** Start of Selected text **

Umbugbene wrote: ↑Sat Apr 17, 2021 3:27 am
That Žižkov TV Tower is kind of late for brutalism (which died out at least on this side of the Iron Curtain by 1980), but its massing looks brutalist to me. I like it more than a lot of the anonymous-looking TV towers in Germany. It has personality.
yea, Žižkov TV Tower is "late brutalism meets late hi-tech".
brutalism was quite popular among local architects (in the 1970s-1980s) who strived to be in touch with the aesthetics behind the iron curtain.
ofc all was leaking through the iron curtain with a certain delay and thus local brutalism is a bit an echo of the brutalism.
the paradox is that these brutalist buildings were/are perceived by many locals as a part of the monstrosity of the local Neo-Stalinist regime of the 1970s-1980s (despite architects of these buildings actually intending to bring a Western flavor into the local urban landscape).

** End of Selected text **
** Start of Extracted records **

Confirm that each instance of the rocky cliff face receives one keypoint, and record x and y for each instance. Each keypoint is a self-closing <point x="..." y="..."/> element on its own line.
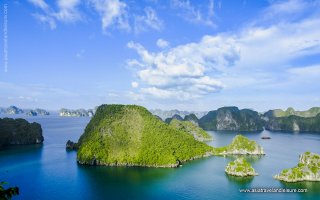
<point x="13" y="110"/>
<point x="37" y="112"/>
<point x="308" y="169"/>
<point x="240" y="167"/>
<point x="76" y="113"/>
<point x="294" y="124"/>
<point x="232" y="119"/>
<point x="129" y="135"/>
<point x="19" y="131"/>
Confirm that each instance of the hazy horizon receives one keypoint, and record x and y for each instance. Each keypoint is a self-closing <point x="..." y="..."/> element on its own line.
<point x="177" y="54"/>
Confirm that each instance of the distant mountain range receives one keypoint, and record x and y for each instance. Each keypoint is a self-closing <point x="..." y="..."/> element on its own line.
<point x="233" y="119"/>
<point x="222" y="119"/>
<point x="164" y="114"/>
<point x="11" y="110"/>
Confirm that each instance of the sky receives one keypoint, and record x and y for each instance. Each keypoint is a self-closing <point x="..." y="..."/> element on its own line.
<point x="168" y="54"/>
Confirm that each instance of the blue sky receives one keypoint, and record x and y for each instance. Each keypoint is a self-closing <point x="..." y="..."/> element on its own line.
<point x="170" y="54"/>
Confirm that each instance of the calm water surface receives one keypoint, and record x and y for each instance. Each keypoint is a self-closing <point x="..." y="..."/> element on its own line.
<point x="48" y="171"/>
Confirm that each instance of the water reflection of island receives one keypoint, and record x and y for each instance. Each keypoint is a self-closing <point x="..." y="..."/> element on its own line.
<point x="311" y="186"/>
<point x="241" y="181"/>
<point x="249" y="158"/>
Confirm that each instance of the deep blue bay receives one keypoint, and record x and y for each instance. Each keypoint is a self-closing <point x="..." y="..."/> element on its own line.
<point x="48" y="171"/>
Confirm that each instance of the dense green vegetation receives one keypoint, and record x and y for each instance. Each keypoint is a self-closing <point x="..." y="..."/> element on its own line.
<point x="240" y="167"/>
<point x="130" y="135"/>
<point x="189" y="127"/>
<point x="19" y="131"/>
<point x="308" y="169"/>
<point x="294" y="123"/>
<point x="232" y="119"/>
<point x="240" y="145"/>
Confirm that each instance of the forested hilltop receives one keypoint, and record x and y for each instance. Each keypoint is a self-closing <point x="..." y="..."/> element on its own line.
<point x="129" y="135"/>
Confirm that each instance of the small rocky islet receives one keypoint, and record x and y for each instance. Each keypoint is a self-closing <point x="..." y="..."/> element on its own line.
<point x="308" y="169"/>
<point x="129" y="135"/>
<point x="240" y="167"/>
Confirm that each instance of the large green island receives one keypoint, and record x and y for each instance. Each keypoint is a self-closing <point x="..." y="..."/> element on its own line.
<point x="240" y="167"/>
<point x="129" y="135"/>
<point x="308" y="169"/>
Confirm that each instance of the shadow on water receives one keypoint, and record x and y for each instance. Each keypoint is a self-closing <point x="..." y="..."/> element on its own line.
<point x="249" y="158"/>
<point x="312" y="187"/>
<point x="240" y="181"/>
<point x="121" y="182"/>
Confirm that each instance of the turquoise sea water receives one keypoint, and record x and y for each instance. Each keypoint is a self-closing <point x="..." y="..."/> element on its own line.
<point x="48" y="171"/>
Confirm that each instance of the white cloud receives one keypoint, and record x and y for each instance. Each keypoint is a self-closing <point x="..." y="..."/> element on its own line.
<point x="46" y="20"/>
<point x="80" y="53"/>
<point x="193" y="14"/>
<point x="257" y="57"/>
<point x="182" y="71"/>
<point x="40" y="3"/>
<point x="161" y="43"/>
<point x="309" y="71"/>
<point x="134" y="84"/>
<point x="67" y="10"/>
<point x="149" y="20"/>
<point x="113" y="12"/>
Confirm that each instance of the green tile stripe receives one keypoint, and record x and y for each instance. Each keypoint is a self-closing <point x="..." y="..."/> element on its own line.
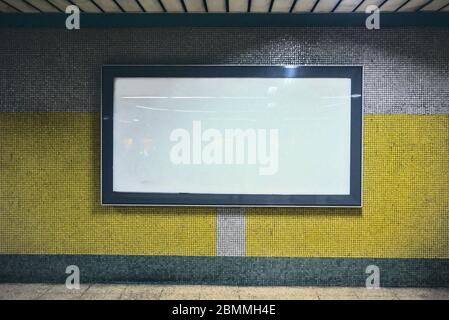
<point x="225" y="270"/>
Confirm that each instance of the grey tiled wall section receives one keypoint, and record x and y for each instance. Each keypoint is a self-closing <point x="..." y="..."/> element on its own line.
<point x="406" y="70"/>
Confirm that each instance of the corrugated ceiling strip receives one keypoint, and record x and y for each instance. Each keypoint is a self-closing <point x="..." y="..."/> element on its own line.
<point x="336" y="5"/>
<point x="129" y="5"/>
<point x="195" y="5"/>
<point x="292" y="6"/>
<point x="87" y="6"/>
<point x="366" y="3"/>
<point x="21" y="6"/>
<point x="414" y="5"/>
<point x="238" y="5"/>
<point x="435" y="5"/>
<point x="183" y="4"/>
<point x="403" y="5"/>
<point x="348" y="5"/>
<point x="260" y="5"/>
<point x="216" y="5"/>
<point x="392" y="5"/>
<point x="173" y="5"/>
<point x="62" y="4"/>
<point x="282" y="6"/>
<point x="305" y="5"/>
<point x="108" y="5"/>
<point x="326" y="6"/>
<point x="4" y="7"/>
<point x="43" y="5"/>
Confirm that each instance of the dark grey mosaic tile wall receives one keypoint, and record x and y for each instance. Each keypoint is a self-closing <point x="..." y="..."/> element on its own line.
<point x="406" y="70"/>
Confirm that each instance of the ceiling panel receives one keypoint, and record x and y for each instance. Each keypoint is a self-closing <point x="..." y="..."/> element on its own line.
<point x="282" y="5"/>
<point x="173" y="5"/>
<point x="108" y="5"/>
<point x="413" y="5"/>
<point x="21" y="5"/>
<point x="367" y="3"/>
<point x="195" y="5"/>
<point x="216" y="5"/>
<point x="238" y="5"/>
<point x="326" y="5"/>
<point x="348" y="5"/>
<point x="129" y="5"/>
<point x="392" y="5"/>
<point x="304" y="5"/>
<point x="43" y="5"/>
<point x="260" y="5"/>
<point x="151" y="5"/>
<point x="86" y="5"/>
<point x="435" y="5"/>
<point x="6" y="8"/>
<point x="61" y="4"/>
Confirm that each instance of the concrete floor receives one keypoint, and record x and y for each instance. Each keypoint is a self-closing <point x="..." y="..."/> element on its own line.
<point x="154" y="292"/>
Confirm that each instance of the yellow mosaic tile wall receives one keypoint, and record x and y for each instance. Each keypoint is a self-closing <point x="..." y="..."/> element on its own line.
<point x="49" y="199"/>
<point x="405" y="201"/>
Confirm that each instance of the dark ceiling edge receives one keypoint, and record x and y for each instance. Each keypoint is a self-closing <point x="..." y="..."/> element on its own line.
<point x="121" y="20"/>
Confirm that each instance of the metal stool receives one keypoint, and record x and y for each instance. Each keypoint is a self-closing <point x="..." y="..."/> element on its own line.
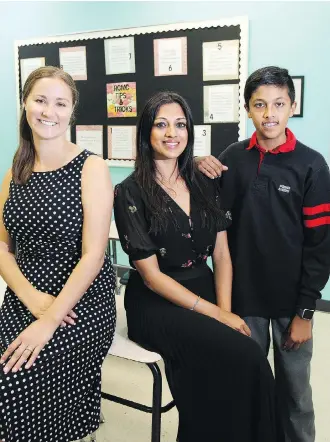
<point x="123" y="347"/>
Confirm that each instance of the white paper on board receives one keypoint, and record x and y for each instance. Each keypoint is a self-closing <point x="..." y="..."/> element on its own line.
<point x="90" y="138"/>
<point x="202" y="144"/>
<point x="119" y="55"/>
<point x="221" y="103"/>
<point x="29" y="65"/>
<point x="221" y="60"/>
<point x="73" y="61"/>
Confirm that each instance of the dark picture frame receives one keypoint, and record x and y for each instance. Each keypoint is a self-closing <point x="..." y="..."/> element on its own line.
<point x="299" y="84"/>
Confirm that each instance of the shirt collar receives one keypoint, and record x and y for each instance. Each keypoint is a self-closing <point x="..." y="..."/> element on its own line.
<point x="288" y="146"/>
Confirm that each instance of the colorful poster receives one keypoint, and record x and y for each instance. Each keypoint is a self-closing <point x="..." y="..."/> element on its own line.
<point x="121" y="100"/>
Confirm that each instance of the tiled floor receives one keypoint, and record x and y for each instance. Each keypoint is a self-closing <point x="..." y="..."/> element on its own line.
<point x="134" y="381"/>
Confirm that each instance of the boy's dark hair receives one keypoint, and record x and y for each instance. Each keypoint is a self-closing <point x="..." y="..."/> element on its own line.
<point x="269" y="75"/>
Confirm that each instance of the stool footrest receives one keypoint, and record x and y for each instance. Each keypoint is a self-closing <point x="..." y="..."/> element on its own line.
<point x="136" y="405"/>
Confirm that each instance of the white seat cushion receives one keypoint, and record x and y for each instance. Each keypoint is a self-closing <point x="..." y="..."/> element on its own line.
<point x="122" y="346"/>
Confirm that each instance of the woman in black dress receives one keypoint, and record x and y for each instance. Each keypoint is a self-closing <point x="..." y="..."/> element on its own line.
<point x="169" y="222"/>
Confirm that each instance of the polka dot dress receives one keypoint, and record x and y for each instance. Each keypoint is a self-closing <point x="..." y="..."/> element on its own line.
<point x="58" y="400"/>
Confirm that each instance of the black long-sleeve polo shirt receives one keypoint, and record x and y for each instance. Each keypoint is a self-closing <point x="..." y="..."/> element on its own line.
<point x="280" y="234"/>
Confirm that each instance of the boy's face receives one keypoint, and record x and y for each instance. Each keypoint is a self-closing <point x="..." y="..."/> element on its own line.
<point x="270" y="108"/>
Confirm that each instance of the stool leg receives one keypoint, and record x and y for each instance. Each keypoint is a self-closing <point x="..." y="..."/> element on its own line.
<point x="102" y="418"/>
<point x="156" y="402"/>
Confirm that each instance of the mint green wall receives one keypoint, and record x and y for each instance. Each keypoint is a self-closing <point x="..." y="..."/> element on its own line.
<point x="294" y="35"/>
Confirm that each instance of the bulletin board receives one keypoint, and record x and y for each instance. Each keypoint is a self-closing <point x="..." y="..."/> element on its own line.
<point x="195" y="82"/>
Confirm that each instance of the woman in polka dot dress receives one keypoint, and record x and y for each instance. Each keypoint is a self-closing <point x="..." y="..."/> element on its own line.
<point x="58" y="316"/>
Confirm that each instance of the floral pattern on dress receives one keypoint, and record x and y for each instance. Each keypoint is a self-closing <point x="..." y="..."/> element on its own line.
<point x="127" y="242"/>
<point x="162" y="252"/>
<point x="189" y="263"/>
<point x="132" y="209"/>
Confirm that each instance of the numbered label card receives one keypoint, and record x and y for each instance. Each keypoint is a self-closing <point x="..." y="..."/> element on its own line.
<point x="221" y="60"/>
<point x="121" y="99"/>
<point x="28" y="65"/>
<point x="221" y="103"/>
<point x="202" y="145"/>
<point x="90" y="138"/>
<point x="119" y="55"/>
<point x="170" y="56"/>
<point x="73" y="61"/>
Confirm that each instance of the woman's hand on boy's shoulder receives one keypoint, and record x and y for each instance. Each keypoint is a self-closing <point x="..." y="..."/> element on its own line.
<point x="210" y="166"/>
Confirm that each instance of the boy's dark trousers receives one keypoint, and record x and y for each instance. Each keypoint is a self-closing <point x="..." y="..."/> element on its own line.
<point x="292" y="377"/>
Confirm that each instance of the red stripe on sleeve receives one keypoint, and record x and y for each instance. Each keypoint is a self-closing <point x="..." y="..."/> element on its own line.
<point x="317" y="222"/>
<point x="316" y="209"/>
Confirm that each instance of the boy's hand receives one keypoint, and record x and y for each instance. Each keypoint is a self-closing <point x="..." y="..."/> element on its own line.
<point x="210" y="166"/>
<point x="300" y="331"/>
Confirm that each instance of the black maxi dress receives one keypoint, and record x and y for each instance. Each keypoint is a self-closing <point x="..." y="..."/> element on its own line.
<point x="221" y="382"/>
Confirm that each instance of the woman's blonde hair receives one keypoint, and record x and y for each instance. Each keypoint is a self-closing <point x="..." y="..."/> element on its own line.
<point x="24" y="157"/>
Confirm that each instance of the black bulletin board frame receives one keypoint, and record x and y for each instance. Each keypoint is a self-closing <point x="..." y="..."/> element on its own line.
<point x="92" y="108"/>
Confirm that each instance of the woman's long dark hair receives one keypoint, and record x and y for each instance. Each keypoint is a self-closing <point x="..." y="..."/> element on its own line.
<point x="145" y="168"/>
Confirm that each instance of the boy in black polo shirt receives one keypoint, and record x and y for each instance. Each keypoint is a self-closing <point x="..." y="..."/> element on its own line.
<point x="278" y="191"/>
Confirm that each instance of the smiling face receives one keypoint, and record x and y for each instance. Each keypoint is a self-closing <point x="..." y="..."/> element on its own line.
<point x="49" y="108"/>
<point x="270" y="108"/>
<point x="169" y="134"/>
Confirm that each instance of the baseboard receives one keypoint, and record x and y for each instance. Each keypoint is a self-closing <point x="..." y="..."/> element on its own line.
<point x="323" y="306"/>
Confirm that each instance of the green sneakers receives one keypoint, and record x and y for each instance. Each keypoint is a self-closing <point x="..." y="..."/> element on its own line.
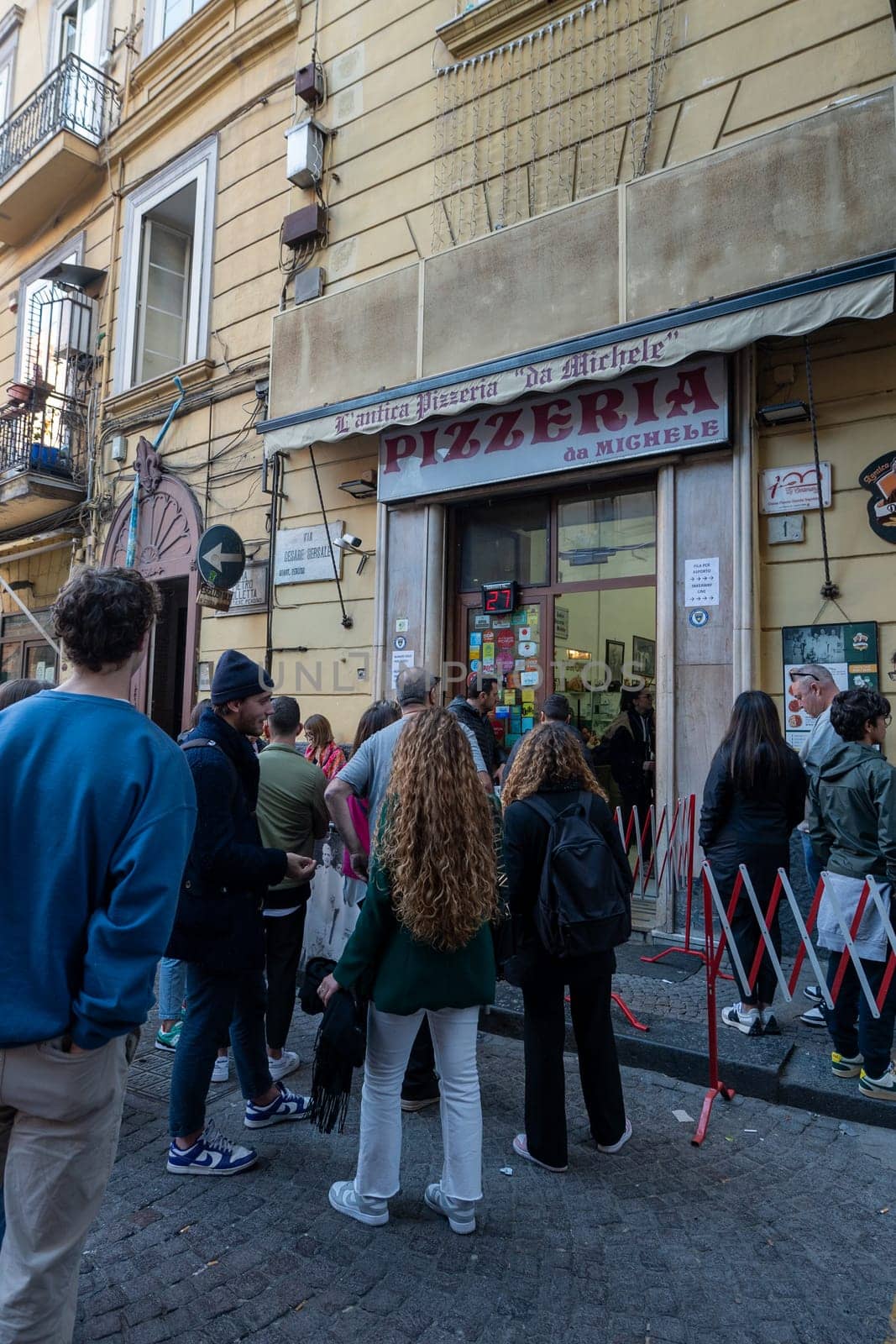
<point x="168" y="1039"/>
<point x="842" y="1066"/>
<point x="883" y="1088"/>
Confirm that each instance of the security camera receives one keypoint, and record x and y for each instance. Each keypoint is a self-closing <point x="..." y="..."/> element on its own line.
<point x="348" y="543"/>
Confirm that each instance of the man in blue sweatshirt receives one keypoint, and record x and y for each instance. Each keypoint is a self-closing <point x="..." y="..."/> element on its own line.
<point x="92" y="851"/>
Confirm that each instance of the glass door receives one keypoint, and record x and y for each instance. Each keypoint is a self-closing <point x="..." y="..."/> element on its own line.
<point x="513" y="648"/>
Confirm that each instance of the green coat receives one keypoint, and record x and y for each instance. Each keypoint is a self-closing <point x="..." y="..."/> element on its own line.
<point x="852" y="812"/>
<point x="409" y="974"/>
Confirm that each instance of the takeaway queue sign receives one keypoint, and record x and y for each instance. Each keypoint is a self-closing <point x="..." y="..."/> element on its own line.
<point x="637" y="416"/>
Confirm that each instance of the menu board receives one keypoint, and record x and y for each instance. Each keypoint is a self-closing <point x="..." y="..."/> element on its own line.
<point x="848" y="651"/>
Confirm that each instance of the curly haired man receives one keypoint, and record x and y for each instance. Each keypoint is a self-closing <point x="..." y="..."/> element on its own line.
<point x="92" y="851"/>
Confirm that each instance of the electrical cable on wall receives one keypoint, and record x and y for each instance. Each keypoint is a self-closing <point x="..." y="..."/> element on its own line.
<point x="347" y="620"/>
<point x="829" y="591"/>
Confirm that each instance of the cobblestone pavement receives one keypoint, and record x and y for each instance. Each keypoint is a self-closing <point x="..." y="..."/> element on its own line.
<point x="778" y="1231"/>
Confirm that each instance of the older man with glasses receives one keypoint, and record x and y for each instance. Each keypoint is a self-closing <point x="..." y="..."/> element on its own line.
<point x="815" y="689"/>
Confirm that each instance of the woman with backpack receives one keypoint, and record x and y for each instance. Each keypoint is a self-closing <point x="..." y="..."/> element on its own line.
<point x="422" y="945"/>
<point x="754" y="796"/>
<point x="569" y="886"/>
<point x="322" y="746"/>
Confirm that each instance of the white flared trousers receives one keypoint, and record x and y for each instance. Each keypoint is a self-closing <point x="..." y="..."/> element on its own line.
<point x="389" y="1046"/>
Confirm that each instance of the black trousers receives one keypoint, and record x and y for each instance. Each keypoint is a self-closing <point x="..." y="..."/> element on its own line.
<point x="590" y="980"/>
<point x="747" y="938"/>
<point x="852" y="1027"/>
<point x="419" y="1075"/>
<point x="282" y="951"/>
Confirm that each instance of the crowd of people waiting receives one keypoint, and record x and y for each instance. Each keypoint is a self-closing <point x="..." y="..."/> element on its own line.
<point x="204" y="853"/>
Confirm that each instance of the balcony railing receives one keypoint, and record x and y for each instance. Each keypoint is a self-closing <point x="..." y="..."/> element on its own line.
<point x="50" y="441"/>
<point x="73" y="97"/>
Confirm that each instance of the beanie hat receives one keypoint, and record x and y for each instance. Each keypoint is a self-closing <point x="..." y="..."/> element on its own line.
<point x="237" y="678"/>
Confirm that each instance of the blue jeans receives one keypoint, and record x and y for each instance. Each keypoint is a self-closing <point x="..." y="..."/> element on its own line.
<point x="217" y="1005"/>
<point x="852" y="1027"/>
<point x="172" y="984"/>
<point x="813" y="867"/>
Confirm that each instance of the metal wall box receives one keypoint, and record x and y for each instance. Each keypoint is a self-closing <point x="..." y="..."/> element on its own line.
<point x="309" y="85"/>
<point x="309" y="284"/>
<point x="304" y="225"/>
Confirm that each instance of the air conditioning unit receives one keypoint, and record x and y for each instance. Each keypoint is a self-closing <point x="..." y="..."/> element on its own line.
<point x="305" y="154"/>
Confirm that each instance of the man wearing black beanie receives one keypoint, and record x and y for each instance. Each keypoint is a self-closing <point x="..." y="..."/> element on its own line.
<point x="219" y="929"/>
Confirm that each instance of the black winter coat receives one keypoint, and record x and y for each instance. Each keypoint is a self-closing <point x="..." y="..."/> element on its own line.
<point x="627" y="752"/>
<point x="526" y="846"/>
<point x="483" y="730"/>
<point x="219" y="913"/>
<point x="752" y="828"/>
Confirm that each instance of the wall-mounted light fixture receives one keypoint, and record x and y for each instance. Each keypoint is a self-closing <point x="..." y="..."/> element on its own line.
<point x="363" y="488"/>
<point x="783" y="413"/>
<point x="305" y="152"/>
<point x="352" y="546"/>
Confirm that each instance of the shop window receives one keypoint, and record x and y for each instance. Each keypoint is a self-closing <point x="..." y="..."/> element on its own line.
<point x="607" y="537"/>
<point x="163" y="295"/>
<point x="167" y="17"/>
<point x="20" y="655"/>
<point x="503" y="542"/>
<point x="167" y="270"/>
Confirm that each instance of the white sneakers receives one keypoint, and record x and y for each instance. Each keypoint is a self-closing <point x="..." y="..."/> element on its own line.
<point x="286" y="1063"/>
<point x="374" y="1213"/>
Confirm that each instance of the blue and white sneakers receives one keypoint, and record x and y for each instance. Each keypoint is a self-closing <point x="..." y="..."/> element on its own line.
<point x="286" y="1106"/>
<point x="211" y="1155"/>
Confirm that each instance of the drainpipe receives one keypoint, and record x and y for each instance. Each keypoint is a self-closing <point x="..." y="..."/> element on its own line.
<point x="134" y="497"/>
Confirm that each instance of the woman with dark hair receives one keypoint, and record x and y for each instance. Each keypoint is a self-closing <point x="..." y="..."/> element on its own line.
<point x="754" y="796"/>
<point x="423" y="941"/>
<point x="322" y="748"/>
<point x="20" y="689"/>
<point x="631" y="749"/>
<point x="378" y="716"/>
<point x="550" y="768"/>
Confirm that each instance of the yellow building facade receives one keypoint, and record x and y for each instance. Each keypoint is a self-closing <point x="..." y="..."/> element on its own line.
<point x="517" y="218"/>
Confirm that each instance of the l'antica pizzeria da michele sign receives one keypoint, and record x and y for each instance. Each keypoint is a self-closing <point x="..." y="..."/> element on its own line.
<point x="658" y="410"/>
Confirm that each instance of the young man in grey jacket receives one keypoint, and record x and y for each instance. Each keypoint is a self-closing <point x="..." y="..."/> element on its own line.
<point x="852" y="823"/>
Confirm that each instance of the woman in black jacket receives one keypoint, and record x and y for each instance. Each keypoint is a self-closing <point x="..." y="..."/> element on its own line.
<point x="550" y="764"/>
<point x="754" y="796"/>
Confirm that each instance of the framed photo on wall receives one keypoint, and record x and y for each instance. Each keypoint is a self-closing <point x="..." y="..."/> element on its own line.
<point x="614" y="656"/>
<point x="644" y="656"/>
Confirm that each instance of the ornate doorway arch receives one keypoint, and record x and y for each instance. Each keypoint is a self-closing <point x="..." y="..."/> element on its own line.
<point x="168" y="531"/>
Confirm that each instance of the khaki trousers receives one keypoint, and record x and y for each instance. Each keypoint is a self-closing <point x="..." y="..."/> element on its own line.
<point x="60" y="1120"/>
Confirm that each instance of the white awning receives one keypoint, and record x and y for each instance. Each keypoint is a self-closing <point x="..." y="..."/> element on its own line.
<point x="743" y="322"/>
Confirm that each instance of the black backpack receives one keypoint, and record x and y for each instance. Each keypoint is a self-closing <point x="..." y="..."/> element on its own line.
<point x="584" y="904"/>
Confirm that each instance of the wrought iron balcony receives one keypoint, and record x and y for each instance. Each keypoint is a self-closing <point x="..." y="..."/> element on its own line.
<point x="49" y="145"/>
<point x="73" y="97"/>
<point x="43" y="461"/>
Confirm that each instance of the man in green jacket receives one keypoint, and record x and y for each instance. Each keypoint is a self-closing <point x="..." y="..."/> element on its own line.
<point x="852" y="823"/>
<point x="291" y="815"/>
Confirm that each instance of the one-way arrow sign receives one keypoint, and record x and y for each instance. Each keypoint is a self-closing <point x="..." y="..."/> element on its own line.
<point x="221" y="557"/>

** End of Extracted records **

Problem set –
1. Copy the passage of the forum post on the Žižkov TV Tower between "yea, Žižkov TV" and "of the brutalism.", inclusive.
2. Continue the forum post about the Žižkov TV Tower and local brutalism, picking up right after its last sentence.
The listing is separate material and has nothing to do with the forum post about the Žižkov TV Tower.

Results –
1.
yea, Žižkov TV Tower is "late brutalism meets late hi-tech".
brutalism was quite popular among local architects (in the 1970s-1980s) who strived to be in touch with the aesthetics behind the iron curtain.
ofc all was leaking through the iron curtain with a certain delay and thus local brutalism is a bit an echo of the brutalism.

2.
thus these local buildings were/are many times "infamous".
another brutalist building by Václav Aulický (author of Žižkov Tower) was recently demolished (tho with the uproar of those who can understand the wider brutalist context).
in 1970s-1980s, new Czech embassies built in Western countries were mostly brutalist.
Embassy of the Czech Republic, London...
https://en.wikipedia.org/wiki/Embassy_o ... ic,_London
Embassy of the Czech Republic, Berlin...
https://cs.wikipedia.org/wiki/Velvyslan ... %ADn%C4%9B
so it is a paradox that many locals who are concerned about local ties to the West and are worried about ties with Russia or China are still convinced that local brutalist architecture is a residue of Communist megalomania and want these buildings to be torn down.
despite i liked brutalism already in the early 1990s (liked Paul Rudolph, Smithson couple, etc., etc.), at that time i hated a few local buildings (that can be labeled as brutalist) and Žižkov Tower was one of them.
within my perception, the newly erected Žižkov Tower was something ridiculous, totally out of scale, and the massive white stuff on the highest part of the tower (the "condom") i perceived as creepy.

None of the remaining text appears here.